-- Begin --

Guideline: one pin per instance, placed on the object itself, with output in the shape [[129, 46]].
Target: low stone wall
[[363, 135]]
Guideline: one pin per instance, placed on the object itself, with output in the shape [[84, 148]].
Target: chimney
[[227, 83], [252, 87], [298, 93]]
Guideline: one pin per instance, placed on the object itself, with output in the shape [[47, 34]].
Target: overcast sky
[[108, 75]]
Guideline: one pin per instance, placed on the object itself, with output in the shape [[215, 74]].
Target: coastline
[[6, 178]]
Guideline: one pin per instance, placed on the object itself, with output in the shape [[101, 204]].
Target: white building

-- End --

Task directions
Please reproduce the listing above, replacing every "Target" with "Label" and leaving everything else as it is.

Expected answer
Guideline: one pin per instance, placed on the object itself, with output in the shape [[129, 46]].
Label: low stone wall
[[363, 135]]
Guideline: one pin per instance, placed on the object itself, with output in the shape [[84, 148]].
Label: chimney
[[227, 83], [252, 87], [298, 93]]
Guideline: one pin per instance, placed on the object itself, with output in the shape [[47, 34]].
Label: overcast sky
[[108, 75]]
Guideline: one pin per instance, placed on the object itself, with output in the shape [[215, 74]].
Label: coastline
[[6, 178]]
Guideline: one pin per instance, placed on the object itself, with output in the shape [[101, 204]].
Label: white building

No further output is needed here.